=== Material provided ===
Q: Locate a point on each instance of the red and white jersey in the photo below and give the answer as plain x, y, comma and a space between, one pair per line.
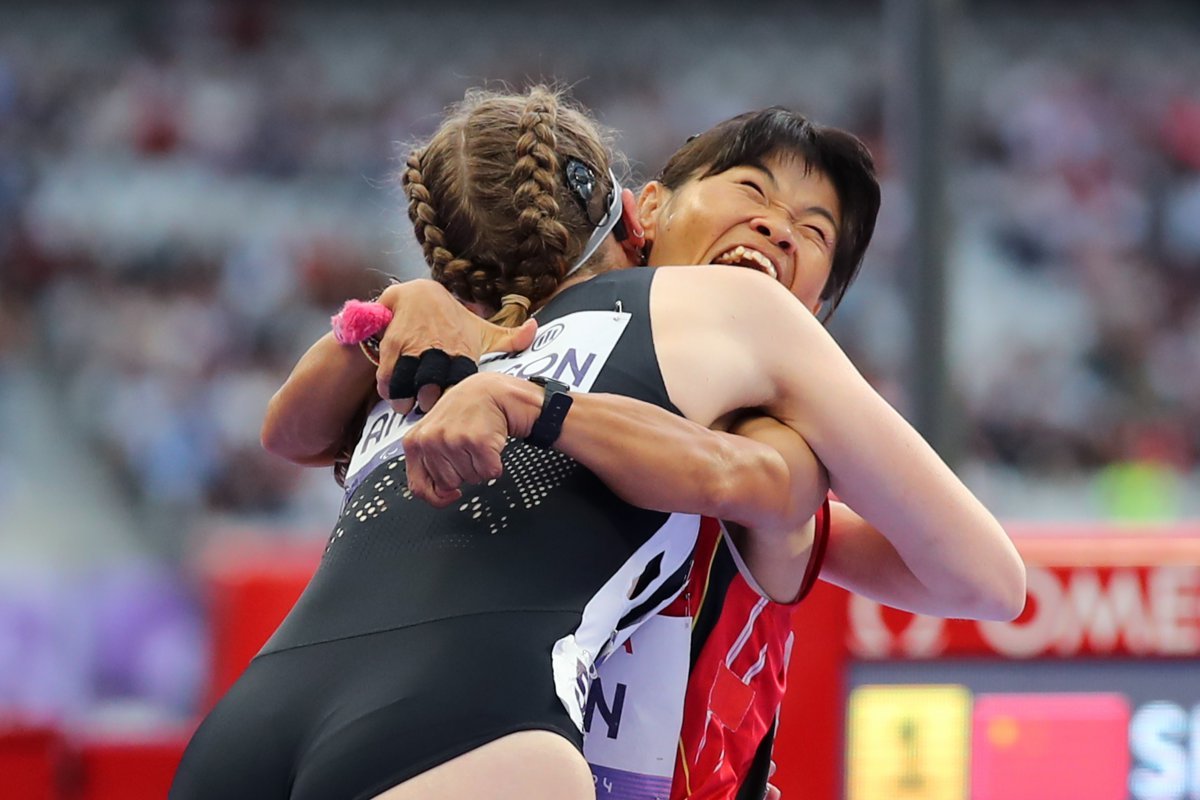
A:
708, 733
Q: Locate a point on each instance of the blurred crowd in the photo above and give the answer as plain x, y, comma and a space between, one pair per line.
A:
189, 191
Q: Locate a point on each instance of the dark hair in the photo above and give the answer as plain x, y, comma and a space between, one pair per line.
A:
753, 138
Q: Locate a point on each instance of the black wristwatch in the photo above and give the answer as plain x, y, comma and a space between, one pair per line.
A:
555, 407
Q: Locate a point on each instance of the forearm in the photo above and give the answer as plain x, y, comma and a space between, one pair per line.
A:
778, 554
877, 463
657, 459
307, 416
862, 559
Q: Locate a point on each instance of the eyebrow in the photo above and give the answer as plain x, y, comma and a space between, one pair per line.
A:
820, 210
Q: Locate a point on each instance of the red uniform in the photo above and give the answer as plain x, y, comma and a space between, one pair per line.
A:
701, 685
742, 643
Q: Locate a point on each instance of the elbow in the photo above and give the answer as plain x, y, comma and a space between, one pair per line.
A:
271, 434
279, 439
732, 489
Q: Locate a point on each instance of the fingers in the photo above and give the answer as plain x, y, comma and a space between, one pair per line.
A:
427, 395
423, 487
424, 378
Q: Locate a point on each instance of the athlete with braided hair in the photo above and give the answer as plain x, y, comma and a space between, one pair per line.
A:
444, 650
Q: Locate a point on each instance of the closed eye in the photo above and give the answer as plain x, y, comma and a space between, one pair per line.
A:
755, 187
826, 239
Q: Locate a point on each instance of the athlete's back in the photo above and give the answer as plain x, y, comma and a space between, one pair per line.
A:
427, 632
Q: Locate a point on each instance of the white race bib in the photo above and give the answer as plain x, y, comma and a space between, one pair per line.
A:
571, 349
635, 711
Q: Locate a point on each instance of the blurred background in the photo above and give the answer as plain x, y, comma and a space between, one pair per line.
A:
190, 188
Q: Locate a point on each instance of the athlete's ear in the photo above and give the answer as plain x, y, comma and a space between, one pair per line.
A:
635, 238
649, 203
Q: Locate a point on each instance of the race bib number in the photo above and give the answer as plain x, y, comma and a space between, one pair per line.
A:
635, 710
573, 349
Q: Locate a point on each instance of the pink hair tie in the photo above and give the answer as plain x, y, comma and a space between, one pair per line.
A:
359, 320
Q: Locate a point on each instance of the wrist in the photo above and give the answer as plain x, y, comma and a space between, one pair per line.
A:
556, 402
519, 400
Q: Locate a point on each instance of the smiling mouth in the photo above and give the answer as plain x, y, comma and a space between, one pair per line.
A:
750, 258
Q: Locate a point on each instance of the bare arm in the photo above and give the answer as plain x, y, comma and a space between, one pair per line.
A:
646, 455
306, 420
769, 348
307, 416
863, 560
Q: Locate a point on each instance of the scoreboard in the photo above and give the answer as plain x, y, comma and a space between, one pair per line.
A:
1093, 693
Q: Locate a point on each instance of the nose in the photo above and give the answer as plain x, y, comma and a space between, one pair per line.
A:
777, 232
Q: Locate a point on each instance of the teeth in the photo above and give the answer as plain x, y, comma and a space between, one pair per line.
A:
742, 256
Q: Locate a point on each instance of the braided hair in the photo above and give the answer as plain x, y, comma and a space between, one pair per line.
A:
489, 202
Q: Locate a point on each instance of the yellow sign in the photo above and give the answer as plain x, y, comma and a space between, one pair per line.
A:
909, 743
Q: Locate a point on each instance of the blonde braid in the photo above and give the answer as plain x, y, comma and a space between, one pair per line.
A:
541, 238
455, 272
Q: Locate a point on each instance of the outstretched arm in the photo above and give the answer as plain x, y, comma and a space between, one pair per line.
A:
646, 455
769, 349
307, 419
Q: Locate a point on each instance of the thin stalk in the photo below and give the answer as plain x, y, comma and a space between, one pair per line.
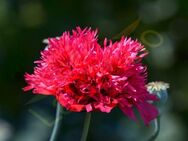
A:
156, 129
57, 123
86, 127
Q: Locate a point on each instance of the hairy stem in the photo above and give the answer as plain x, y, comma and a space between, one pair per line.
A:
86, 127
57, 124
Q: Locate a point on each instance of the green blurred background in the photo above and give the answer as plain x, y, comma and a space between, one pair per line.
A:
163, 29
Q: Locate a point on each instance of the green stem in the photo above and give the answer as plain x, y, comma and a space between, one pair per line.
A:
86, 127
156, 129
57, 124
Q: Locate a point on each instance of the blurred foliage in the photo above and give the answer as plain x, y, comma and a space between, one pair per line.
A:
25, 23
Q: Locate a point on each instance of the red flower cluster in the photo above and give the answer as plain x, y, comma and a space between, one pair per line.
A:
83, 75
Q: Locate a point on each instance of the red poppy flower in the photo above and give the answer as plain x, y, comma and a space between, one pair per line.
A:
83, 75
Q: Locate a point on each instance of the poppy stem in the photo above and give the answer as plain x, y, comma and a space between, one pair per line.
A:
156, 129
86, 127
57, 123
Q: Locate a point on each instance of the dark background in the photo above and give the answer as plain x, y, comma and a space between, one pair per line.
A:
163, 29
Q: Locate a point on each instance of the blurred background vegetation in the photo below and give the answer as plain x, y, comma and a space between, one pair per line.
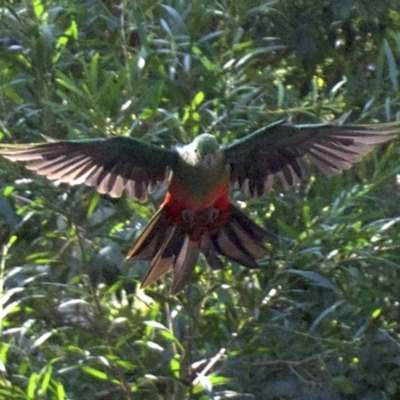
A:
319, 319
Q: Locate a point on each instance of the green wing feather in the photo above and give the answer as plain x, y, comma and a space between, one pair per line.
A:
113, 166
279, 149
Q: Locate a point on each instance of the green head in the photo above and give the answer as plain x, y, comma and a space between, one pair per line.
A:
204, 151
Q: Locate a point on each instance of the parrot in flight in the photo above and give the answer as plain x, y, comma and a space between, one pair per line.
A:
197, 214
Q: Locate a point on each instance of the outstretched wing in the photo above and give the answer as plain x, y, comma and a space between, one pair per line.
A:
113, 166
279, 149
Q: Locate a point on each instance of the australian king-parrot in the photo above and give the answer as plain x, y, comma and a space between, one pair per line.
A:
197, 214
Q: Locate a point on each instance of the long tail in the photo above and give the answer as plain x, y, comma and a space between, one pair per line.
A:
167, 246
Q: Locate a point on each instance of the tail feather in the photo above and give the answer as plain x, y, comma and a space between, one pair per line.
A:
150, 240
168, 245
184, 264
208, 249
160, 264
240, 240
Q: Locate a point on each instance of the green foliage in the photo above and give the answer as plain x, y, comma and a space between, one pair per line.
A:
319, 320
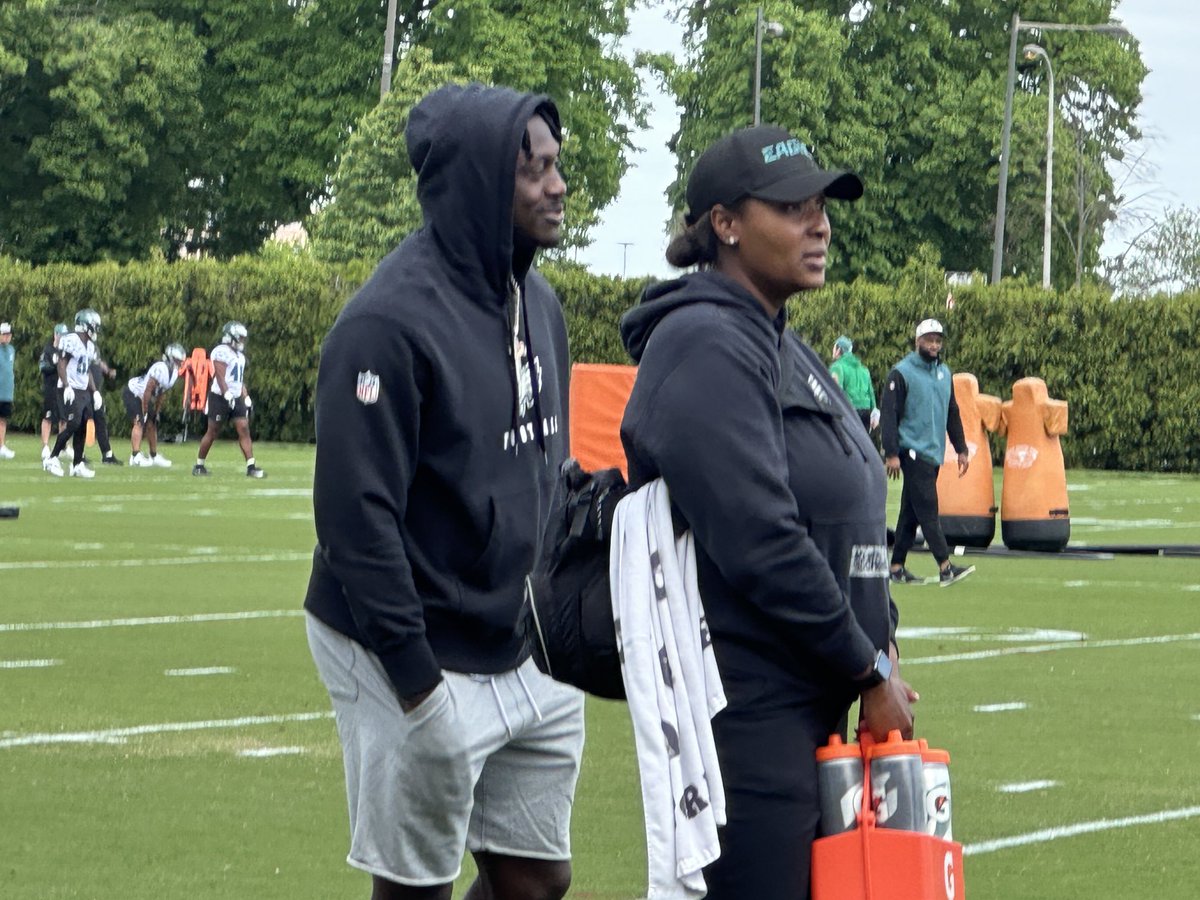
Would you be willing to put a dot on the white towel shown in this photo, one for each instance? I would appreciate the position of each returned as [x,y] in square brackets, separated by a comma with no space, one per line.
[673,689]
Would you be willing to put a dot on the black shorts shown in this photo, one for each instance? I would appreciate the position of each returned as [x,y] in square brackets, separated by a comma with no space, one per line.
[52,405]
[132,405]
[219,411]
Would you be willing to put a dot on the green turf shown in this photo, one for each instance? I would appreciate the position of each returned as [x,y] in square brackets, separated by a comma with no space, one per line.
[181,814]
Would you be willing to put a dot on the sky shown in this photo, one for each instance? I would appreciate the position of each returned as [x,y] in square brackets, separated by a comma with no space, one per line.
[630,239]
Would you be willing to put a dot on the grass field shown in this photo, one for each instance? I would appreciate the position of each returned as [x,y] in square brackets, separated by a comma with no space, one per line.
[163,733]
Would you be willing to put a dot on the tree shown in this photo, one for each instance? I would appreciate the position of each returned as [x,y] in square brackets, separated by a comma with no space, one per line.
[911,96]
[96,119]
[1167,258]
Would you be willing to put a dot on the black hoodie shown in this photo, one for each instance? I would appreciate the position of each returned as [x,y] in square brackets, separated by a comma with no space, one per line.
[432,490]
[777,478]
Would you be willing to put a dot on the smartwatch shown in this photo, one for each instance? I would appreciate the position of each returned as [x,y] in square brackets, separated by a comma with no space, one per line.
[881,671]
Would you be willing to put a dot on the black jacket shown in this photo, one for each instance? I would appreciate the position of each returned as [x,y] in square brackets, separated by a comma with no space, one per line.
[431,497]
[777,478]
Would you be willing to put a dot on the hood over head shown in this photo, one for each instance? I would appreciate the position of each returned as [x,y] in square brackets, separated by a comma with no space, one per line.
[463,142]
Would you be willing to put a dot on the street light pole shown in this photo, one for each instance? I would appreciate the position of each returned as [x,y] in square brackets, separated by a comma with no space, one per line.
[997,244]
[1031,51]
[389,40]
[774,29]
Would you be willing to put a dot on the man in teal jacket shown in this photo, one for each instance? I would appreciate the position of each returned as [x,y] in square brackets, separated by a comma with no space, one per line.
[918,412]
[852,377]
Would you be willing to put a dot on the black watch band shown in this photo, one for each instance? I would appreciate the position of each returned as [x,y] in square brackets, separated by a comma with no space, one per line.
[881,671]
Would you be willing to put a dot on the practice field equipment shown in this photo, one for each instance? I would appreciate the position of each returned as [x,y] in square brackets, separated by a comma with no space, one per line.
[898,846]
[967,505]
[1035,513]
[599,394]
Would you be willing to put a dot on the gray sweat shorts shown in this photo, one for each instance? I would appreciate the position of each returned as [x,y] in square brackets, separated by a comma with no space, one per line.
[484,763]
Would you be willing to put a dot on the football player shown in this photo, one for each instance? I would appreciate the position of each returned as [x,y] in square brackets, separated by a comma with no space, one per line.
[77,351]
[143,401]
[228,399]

=== Action item ===
Look through the material and say how many lines hold "parrot". Give the number only.

=== Output for this task ===
2